Directions for this task
Reproduce all entries precisely as they are written.

Source data
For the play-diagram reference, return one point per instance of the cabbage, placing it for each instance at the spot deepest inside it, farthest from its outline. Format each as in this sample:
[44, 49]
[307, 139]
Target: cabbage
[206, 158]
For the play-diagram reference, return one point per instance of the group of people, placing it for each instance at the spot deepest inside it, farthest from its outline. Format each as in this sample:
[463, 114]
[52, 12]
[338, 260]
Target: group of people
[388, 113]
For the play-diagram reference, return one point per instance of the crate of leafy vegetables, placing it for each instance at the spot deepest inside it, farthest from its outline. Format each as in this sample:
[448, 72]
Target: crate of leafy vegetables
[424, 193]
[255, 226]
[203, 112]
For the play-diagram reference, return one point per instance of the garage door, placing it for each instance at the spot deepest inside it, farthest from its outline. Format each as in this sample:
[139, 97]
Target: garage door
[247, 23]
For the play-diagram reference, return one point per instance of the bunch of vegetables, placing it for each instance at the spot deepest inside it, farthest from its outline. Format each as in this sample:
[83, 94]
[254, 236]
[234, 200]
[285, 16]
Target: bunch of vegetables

Task solution
For the play-diagram reference, return one point per instance of the cabbage, placing it for each instance at the spot deepest inside it, farthest from its outline. Format each as in this sample:
[44, 49]
[307, 139]
Target: cabbage
[206, 158]
For the play-diagram reference, return one point per instance of the group of people, placing it for each instance at the spot deepest inside it, farthest from its outline. Format each as in this sample:
[463, 114]
[52, 12]
[338, 260]
Target: group of people
[388, 113]
For the play-diagram reference, return one point per instance of the crate of leafy vegetables, placing it for each instance at the spot deepest inside it, farthest from its outline. Format each as in this sample:
[448, 72]
Target: crate of leafy vegetables
[424, 193]
[255, 226]
[203, 112]
For the play-diagram reference, return one point per instance of the garage door, placing it for each instance at the spot deepest inside it, farthest from its outline. Format each as in this sample:
[139, 97]
Target: garage door
[247, 23]
For the play-diagram reference, return one point per instance of the bunch of vegetables, placing it for each instance at the spot deepest inside it, farthest from its outline. Format each as in this sample:
[83, 94]
[254, 236]
[234, 200]
[285, 16]
Target: bunch of vegetables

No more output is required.